[Records shown Boundary: Start]
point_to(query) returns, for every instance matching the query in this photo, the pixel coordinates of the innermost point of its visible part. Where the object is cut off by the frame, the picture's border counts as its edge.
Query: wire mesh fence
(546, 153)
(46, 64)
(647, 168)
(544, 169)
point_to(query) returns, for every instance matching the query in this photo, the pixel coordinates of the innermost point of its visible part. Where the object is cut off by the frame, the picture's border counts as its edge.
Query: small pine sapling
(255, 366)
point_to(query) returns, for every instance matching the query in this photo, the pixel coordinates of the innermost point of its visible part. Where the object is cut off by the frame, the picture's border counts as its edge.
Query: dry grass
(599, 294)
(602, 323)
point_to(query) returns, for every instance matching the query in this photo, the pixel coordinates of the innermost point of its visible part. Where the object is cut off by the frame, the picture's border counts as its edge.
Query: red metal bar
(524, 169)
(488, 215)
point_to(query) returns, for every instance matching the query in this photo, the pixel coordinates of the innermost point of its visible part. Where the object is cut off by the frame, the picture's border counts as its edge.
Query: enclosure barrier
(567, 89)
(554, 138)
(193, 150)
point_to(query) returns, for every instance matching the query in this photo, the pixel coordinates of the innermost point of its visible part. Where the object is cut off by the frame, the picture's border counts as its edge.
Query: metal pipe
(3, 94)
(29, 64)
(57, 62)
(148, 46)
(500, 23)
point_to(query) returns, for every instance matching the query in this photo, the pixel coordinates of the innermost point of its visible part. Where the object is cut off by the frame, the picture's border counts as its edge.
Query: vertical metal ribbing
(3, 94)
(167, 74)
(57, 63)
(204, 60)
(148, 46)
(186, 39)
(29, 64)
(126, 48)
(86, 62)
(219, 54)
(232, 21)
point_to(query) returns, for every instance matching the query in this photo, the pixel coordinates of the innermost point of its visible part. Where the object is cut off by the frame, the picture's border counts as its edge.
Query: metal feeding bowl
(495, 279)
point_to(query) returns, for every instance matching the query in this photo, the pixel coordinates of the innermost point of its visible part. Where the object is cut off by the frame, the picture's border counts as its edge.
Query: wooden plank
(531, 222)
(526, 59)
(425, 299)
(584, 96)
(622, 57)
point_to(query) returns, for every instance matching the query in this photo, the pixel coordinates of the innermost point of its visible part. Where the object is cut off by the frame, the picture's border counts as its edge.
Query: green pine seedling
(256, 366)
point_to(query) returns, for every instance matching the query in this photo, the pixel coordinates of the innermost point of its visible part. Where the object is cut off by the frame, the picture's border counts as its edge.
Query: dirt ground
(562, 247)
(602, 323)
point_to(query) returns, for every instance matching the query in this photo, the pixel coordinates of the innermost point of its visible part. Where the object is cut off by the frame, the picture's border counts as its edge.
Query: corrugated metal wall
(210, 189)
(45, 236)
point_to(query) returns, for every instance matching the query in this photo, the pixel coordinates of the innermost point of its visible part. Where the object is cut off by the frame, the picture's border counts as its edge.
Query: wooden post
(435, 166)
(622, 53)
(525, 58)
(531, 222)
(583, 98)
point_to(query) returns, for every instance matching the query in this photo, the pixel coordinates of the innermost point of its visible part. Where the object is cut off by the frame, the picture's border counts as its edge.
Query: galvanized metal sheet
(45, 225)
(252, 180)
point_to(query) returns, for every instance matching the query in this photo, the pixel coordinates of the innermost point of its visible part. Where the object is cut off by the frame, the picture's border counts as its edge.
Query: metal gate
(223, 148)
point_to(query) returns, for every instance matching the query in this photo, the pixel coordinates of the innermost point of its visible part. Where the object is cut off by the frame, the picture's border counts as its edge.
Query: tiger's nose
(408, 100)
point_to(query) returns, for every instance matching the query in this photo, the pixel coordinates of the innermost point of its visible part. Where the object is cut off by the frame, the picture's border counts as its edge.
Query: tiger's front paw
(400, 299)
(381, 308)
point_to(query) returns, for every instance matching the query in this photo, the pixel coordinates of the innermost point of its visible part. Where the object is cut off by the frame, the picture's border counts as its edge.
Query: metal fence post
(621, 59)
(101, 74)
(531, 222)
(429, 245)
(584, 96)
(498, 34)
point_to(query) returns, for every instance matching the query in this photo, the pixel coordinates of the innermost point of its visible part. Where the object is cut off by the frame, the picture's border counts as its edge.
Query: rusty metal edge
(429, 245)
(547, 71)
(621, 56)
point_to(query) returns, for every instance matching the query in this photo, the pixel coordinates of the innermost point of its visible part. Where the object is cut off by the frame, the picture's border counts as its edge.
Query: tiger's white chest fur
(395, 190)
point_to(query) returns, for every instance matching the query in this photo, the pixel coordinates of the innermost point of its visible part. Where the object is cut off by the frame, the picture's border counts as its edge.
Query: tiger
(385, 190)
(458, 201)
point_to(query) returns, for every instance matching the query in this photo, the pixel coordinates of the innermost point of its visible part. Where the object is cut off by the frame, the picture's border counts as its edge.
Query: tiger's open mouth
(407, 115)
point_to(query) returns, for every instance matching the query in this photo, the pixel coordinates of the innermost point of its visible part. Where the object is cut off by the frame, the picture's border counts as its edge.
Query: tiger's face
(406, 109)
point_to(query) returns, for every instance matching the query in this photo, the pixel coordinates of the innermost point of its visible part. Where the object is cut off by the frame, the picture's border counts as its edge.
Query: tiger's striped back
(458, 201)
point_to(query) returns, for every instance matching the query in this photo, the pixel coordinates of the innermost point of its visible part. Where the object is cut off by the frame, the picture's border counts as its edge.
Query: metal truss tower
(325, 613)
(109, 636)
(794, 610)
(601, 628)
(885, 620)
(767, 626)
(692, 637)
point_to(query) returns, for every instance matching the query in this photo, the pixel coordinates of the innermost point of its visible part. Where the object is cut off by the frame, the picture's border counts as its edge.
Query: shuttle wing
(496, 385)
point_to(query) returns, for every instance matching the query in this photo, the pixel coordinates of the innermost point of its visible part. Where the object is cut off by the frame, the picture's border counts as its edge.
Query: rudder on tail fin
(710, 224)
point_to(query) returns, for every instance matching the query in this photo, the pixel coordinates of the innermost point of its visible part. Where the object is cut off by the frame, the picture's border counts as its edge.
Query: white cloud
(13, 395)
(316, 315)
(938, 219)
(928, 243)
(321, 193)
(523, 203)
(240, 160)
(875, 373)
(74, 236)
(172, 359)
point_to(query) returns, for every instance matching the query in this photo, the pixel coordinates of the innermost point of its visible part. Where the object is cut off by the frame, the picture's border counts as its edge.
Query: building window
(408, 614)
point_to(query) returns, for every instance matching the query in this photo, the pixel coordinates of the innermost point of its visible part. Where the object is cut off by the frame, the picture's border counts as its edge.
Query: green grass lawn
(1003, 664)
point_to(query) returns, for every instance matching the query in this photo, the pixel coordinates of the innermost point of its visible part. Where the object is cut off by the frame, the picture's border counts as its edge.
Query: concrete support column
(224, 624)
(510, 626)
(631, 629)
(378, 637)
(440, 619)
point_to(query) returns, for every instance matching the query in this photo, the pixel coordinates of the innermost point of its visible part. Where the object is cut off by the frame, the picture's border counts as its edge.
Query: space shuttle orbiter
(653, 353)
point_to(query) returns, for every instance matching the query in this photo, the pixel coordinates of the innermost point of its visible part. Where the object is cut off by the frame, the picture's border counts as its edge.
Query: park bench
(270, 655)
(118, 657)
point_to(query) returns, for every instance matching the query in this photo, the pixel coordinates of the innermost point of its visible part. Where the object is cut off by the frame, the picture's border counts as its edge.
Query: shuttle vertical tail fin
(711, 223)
[Records shown Boundary: End]
**Task description**
Transcribe the entries exactly.

**Completed task**
point_to(query) returns, for every instance matching the query in this photo, the pixel coordinates of the innermost point of its visible part. Where the object is cut off by the frame, the picture's border counts as its edge.
Query: wire mesh fence
(546, 153)
(46, 64)
(647, 168)
(544, 169)
point_to(query) returns, for every instance matching the query in this photo, the pixel coordinates of the innermost point of its visible part. Where the object is cut off by the frame, the picture's border counts as its edge.
Query: small pine sapling
(255, 366)
point_to(query) returns, for every instance matching the query in this photo, the pixel coordinates of the innermost point of its visible part. Where the object is cut off by the frame, the picture's border counts as its edge.
Query: dry grass
(599, 294)
(602, 323)
point_to(query) returns, for every instance matching the query in this photo, the pixel coordinates of the innermost point of its visible part. Where the object is cut off by the frame, the picture's border counts as its edge.
Query: red metal bar
(524, 169)
(488, 215)
point_to(query) returns, for every instance matching the query in this photo, the pixel coordinates of the innermost point of its visible part. Where the object is cut off by the frame, the picture's border counts as its edge.
Query: enclosure barrier
(567, 89)
(554, 138)
(193, 150)
point_to(query) returns, for every instance matching the query in this photo, the pixel coordinates of the innermost point of its visible part. Where the object is cut off by the frame, the picture's border counts as its edge.
Query: metal pipe
(3, 94)
(29, 64)
(57, 62)
(148, 46)
(500, 23)
point_to(query) returns, for every instance matching the query in this photo, the pixel coordinates of the innermost point of its visible part. Where the object is cut off by the frame, the picture's border counts as its edge.
Query: vertical metal ribbing
(3, 94)
(167, 74)
(57, 63)
(204, 60)
(148, 46)
(186, 39)
(29, 64)
(126, 48)
(86, 62)
(219, 54)
(232, 21)
point_to(query) returns, for every instance matching the query in this photo, the pixel coordinates of the innermost point of its visible part. Where the object is cut off by the frame, the picture's border counts as its edge.
Query: metal feeding bowl
(495, 279)
point_to(query) returns, for every instance matching the query in this photo, the pixel coordinates of the innermost point of its visible part. Where the object is cut off by the frame, the picture's border counts as its edge.
Query: wooden plank
(531, 222)
(526, 59)
(425, 299)
(584, 96)
(622, 57)
point_to(query) returns, for every instance matching the query in this photo, the pixel coordinates of the innermost point of its visible part. Where the object is cut off by the frame, the picture's border counts as its edge.
Query: green pine seedling
(256, 366)
point_to(query) returns, for every instance matching the query in this photo, the pixel coordinates of the innermost point of its visible part. Where the object is cut off by the frame, the picture's border counts as its edge.
Query: dirt ground
(562, 247)
(602, 323)
point_to(query) returns, for every instance matching the query in this photo, the pixel coordinates of the innermost point of its visible part. Where the object is cut off by the frame, the picture's border counts as its edge.
Query: corrugated metal wall
(210, 189)
(45, 236)
point_to(query) returns, for every instance matching the query in this photo, the pixel coordinates of the innermost point of its visible part. Where the object is cut off by the frame, the picture's border counts as its edge.
Query: wooden post
(435, 166)
(622, 53)
(525, 58)
(531, 222)
(583, 98)
point_to(query) returns, for every instance matching the query in this photo, the pixel coordinates of the innermost point of its visible part. Where the object is cut off by the frame, the picture's border counts as its edge.
Query: galvanized metal sheet
(45, 225)
(252, 180)
point_to(query) returns, for every instance matching the query in this photo, the pixel coordinates of the innermost point of its visible part. Where the object is cut off by the frame, the picture's border counts as its edge.
Query: metal gate
(223, 148)
point_to(query) returns, for every instance matching the query in this photo, the pixel coordinates of the innermost point of its visible part. Where the object is cut off by the frame, the picture's border counts as its edge.
Query: tiger's nose
(408, 100)
point_to(query) returns, for every instance matching the query in this photo, the pixel coordinates of the innermost point of its visible part. Where the object is cut off by the frame, the picture's border counts as its edge.
Query: tiger's front paw
(400, 299)
(381, 308)
point_to(query) returns, for every instance matching the query in this photo, the pixel coordinates of the innermost point of its visible part. Where the object is cut off by the frame, the picture's border counts as its edge.
Query: metal fence post
(621, 59)
(101, 74)
(531, 222)
(429, 245)
(584, 96)
(498, 34)
point_to(query) returns, for every instance matching the query in this photo, the pixel coordinates of the innermost point of its visible part. Where the object is cut off by the frame, the picture's border counts as its edge.
Query: rusty metal edge
(429, 245)
(547, 71)
(621, 56)
point_to(query) returns, for every instance matching the query in this photo, the pixel coordinates of the innermost point of its visible part. Where the object is cut off by the frame, the picture's border counts as its edge.
Query: tiger's white chest fur
(395, 190)
point_to(query) returns, for every instance matching the query in this photo, the pixel coordinates of the innermost point of its visible part. Where the object is cut off by the frame, the picture's border counts as its edge.
Query: tiger
(385, 190)
(458, 201)
point_to(query) returns, for every instance matching the query in this photo, the pixel coordinates of the innermost point of its visible part. Where the object is cut off by the frame, the picture's border counts as its edge.
Query: tiger's open mouth
(407, 115)
point_to(query) returns, for every instance matching the query in this photo, the pixel coordinates of the innermost point of its visible part. Where the object is cut off by the frame, the picture's border counts as its edge.
Query: tiger's face
(406, 109)
point_to(query) returns, for every instance matching the query in this photo, the pixel coordinates of the innermost point of its visible part. Where the object is cut off by the frame, the picture's border counts as its edge.
Query: tiger's striped back
(458, 201)
point_to(query) returns, for every instance matching the query in this photo, the pixel coordinates of the innermost point of its visible part. Where the object is cut off by the frame, the picture's border counts as its edge.
Query: metal truss tower
(325, 613)
(109, 636)
(794, 610)
(601, 628)
(885, 620)
(767, 626)
(692, 637)
point_to(query) returns, for every instance matching the query in this photo, the pixel coordinates of the innermost point of its visible part. Where the object is cut off by the frame, the picture's border counts as its edge.
Query: shuttle wing
(496, 385)
point_to(query) returns, for every instance matching the query in this photo, the pixel coordinates of the innermost point of its visible part. Where the object is cut off by the frame, the picture's border counts as its edge.
Query: rudder on tail fin
(710, 224)
point_to(query) returns, for every instance matching the query in this photo, the pixel coordinates of the innermost point of its visible part. Where the object is cut off by the frame, the picture's border counts as its edge.
Query: white cloud
(13, 395)
(316, 315)
(938, 219)
(928, 243)
(321, 193)
(523, 203)
(240, 160)
(875, 373)
(74, 236)
(172, 359)
point_to(query) returns, for every instance matching the query in this photo, the pixel coordinates of the innermost point of its visible part. Where the object is cut off by the frame, the picture's border counts as its edge.
Query: building window
(408, 614)
point_to(query) returns, for every instance matching the query in this photo, the pixel coordinates of the innermost point of its visible part. Where the object is cut off by the frame, the picture's border counts as its edge.
Query: green grass lawn
(1003, 664)
point_to(query) returns, for every instance matching the query in this photo, the pixel coordinates of the innermost point of its visible part. Where the object is cut off by the frame, the picture's border counts as its edge.
Query: concrete support column
(224, 624)
(510, 626)
(631, 629)
(378, 637)
(440, 619)
point_to(query) returns, for every instance matching the query in this photo, the pixel coordinates of the innermost point of its visible part. Where the object is cut off by the frame, the picture's border counts as its edge.
Query: space shuttle orbiter
(653, 353)
point_to(query) returns, for every instance matching the query in this photo, the pixel coordinates of the innermost point of its visible part. Where the object is cut off by the frame, the picture's border counts as its edge.
Query: park bench
(270, 655)
(118, 657)
point_to(query) returns, for every instance matching the query in this photo, the pixel coordinates of the innermost point of its visible part. Where the object is cut off by the frame, the picture's border counts as its edge.
Query: shuttle vertical tail fin
(711, 223)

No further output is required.